> _Given records_:
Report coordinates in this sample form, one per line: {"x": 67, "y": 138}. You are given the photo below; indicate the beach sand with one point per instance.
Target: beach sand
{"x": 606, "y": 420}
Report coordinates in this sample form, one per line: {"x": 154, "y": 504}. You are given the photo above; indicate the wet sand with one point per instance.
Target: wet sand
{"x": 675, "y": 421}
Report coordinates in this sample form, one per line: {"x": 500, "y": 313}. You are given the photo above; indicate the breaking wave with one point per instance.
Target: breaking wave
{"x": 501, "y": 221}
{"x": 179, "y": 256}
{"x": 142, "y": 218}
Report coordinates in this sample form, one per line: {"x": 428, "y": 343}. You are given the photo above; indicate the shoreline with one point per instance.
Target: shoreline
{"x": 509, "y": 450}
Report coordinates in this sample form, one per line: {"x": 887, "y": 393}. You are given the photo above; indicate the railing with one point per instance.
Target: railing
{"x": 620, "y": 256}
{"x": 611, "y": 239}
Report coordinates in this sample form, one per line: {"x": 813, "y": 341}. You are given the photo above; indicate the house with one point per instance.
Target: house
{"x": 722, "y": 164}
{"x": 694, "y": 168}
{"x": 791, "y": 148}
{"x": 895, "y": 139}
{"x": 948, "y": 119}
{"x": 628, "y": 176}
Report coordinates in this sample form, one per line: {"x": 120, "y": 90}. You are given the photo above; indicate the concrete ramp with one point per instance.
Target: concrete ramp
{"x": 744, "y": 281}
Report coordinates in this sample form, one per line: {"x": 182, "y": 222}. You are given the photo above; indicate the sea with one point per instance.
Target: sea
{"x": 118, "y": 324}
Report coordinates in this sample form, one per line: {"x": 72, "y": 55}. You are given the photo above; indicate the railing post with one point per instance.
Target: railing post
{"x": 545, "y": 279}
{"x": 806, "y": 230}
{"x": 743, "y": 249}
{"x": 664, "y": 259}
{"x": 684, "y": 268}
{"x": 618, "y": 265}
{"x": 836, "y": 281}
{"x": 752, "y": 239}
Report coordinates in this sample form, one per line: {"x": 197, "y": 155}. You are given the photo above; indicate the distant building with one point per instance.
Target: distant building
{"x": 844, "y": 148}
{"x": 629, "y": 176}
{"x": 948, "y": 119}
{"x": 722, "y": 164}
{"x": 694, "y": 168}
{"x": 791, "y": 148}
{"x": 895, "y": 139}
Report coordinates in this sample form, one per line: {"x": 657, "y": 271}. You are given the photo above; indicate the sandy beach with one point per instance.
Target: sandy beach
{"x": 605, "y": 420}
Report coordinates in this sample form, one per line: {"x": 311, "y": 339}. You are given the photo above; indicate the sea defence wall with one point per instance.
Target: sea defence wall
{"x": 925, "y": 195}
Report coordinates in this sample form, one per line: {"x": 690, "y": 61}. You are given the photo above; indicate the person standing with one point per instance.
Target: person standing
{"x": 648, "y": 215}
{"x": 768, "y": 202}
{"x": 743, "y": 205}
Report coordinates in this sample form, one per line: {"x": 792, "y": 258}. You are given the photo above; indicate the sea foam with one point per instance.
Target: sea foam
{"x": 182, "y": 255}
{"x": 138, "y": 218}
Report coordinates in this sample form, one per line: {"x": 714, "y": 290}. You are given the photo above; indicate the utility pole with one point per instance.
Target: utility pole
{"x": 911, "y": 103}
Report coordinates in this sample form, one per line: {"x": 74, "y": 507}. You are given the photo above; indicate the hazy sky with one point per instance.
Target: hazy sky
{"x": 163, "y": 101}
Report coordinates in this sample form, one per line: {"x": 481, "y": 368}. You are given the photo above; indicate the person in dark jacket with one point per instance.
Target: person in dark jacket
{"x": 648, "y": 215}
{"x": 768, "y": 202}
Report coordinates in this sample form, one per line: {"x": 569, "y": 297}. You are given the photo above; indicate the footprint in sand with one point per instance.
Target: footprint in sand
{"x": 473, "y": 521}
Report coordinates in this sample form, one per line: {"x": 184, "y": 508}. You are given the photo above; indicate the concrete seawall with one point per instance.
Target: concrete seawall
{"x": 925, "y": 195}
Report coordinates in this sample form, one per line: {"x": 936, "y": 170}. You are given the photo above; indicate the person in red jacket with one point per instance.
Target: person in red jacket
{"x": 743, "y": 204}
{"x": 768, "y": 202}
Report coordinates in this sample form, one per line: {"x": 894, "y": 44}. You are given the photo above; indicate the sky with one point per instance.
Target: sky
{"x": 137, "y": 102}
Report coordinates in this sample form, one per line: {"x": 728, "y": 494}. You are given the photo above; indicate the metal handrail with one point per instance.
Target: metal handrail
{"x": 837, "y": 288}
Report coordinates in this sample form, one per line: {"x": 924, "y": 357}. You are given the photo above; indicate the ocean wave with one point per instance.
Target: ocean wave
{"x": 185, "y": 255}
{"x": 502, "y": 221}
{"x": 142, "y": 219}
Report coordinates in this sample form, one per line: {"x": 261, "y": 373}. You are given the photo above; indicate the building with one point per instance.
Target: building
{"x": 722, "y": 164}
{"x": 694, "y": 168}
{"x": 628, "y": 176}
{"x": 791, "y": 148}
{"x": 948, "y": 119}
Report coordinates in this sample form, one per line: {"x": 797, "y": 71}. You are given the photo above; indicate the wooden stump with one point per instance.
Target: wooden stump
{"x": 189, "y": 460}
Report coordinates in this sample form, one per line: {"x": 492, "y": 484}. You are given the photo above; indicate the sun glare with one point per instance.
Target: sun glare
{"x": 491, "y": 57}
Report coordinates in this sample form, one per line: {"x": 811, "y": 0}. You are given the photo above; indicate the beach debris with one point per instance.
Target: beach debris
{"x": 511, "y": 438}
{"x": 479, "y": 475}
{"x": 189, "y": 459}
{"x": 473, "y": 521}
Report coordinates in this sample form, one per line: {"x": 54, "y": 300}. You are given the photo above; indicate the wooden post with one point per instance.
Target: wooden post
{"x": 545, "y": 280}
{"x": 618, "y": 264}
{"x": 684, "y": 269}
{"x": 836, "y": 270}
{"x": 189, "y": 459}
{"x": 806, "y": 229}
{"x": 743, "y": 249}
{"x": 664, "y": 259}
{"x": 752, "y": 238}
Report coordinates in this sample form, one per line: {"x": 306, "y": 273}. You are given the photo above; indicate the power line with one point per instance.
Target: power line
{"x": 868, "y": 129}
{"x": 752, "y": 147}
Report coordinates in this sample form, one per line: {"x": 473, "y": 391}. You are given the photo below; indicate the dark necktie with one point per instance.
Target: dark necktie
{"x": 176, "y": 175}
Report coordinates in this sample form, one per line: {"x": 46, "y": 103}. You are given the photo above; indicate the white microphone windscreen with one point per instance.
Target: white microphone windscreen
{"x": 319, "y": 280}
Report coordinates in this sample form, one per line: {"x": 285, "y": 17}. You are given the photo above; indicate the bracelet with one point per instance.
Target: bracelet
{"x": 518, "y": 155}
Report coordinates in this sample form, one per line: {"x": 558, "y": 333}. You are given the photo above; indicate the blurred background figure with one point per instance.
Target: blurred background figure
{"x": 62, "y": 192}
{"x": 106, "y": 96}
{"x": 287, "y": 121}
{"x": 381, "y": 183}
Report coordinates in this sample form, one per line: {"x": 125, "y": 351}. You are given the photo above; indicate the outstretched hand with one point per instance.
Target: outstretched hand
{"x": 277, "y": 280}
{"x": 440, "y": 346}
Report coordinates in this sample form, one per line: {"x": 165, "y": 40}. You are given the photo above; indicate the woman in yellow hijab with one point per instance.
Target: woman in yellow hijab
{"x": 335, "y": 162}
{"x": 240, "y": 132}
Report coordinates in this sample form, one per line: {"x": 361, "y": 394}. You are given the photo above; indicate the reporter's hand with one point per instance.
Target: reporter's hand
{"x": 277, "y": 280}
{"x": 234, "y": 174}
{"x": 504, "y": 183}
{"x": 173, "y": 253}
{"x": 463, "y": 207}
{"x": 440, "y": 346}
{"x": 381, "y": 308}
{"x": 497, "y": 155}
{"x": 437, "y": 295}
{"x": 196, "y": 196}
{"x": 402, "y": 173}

> _What is expected_:
Find the string "below" in the records, then copy each line where it occurs.

> _Worked solution_:
Report coordinates in this sample form, one per line: {"x": 67, "y": 138}. You are given the photo below; indicate the beach sand with one point per instance.
Report coordinates in this sample form, one per line: {"x": 473, "y": 391}. You are given the photo below; indicate the dark necktie with one point per instance.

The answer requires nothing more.